[start RECORDS FOR THE TASK]
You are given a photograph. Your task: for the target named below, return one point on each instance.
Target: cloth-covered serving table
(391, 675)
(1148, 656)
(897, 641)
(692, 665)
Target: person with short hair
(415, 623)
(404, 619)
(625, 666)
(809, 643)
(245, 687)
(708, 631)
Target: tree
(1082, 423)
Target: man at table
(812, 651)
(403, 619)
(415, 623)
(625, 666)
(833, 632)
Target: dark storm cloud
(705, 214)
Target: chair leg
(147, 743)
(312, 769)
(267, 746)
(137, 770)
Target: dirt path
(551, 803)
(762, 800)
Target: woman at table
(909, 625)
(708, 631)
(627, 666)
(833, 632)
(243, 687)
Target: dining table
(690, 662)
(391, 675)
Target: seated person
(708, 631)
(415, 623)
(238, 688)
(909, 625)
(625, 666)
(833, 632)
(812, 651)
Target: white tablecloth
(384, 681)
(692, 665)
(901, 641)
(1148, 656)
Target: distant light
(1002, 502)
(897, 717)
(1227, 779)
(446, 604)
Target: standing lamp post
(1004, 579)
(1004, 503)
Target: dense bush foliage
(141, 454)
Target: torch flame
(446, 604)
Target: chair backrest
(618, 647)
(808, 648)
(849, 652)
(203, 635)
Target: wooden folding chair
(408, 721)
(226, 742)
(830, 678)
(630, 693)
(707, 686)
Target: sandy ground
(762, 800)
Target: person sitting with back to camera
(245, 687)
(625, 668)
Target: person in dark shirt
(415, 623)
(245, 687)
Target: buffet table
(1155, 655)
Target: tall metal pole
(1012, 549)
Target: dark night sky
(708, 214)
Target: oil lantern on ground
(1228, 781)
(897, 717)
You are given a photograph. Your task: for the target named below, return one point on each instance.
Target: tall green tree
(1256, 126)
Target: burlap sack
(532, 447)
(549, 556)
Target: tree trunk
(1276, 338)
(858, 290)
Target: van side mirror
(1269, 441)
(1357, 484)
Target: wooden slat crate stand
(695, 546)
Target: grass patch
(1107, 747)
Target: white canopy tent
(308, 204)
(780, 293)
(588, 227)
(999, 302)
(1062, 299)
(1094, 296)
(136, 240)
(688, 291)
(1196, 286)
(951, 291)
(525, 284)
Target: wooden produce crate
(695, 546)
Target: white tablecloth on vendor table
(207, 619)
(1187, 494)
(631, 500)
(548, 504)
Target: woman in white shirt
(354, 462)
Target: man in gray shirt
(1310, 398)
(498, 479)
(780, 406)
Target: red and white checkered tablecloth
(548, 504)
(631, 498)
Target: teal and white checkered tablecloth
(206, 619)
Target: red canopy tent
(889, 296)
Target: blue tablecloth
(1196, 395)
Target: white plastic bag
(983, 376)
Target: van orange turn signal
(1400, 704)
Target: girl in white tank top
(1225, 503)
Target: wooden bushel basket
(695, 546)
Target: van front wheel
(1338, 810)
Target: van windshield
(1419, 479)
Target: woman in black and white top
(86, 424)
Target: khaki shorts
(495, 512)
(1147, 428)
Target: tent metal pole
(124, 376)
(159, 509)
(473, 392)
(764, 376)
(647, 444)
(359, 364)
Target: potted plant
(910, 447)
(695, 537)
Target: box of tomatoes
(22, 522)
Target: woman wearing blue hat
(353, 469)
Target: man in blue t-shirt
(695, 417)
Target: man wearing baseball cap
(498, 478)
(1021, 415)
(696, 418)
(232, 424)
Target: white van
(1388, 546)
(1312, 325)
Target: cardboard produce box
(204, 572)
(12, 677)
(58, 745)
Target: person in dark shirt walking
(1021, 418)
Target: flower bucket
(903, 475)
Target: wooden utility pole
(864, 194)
[end RECORDS FOR THE TASK]
→ **EXERCISE BRIEF**: Reproduce the entries from the line with "Target: khaki shorts" up to and including the final line, substituting "hanging plant" for "potted plant" and leaving everything else unchanged.

→ **REPLY**:
Target: khaki shorts
(495, 512)
(1147, 428)
Target: tent metal pole
(124, 376)
(159, 509)
(473, 392)
(764, 376)
(647, 444)
(359, 364)
Target: hanging plant
(910, 447)
(695, 537)
Target: box of tomatoes
(22, 522)
Target: woman wearing blue hat
(353, 469)
Target: man in blue t-shirt
(695, 417)
Target: man wearing baseball cap
(498, 478)
(1021, 415)
(696, 418)
(232, 424)
Target: white van
(1388, 546)
(1312, 325)
Target: cardboard produce box
(204, 572)
(12, 677)
(58, 745)
Target: person in dark shirt walking
(1021, 418)
Target: flower bucket
(903, 475)
Target: wooden utility pole
(864, 194)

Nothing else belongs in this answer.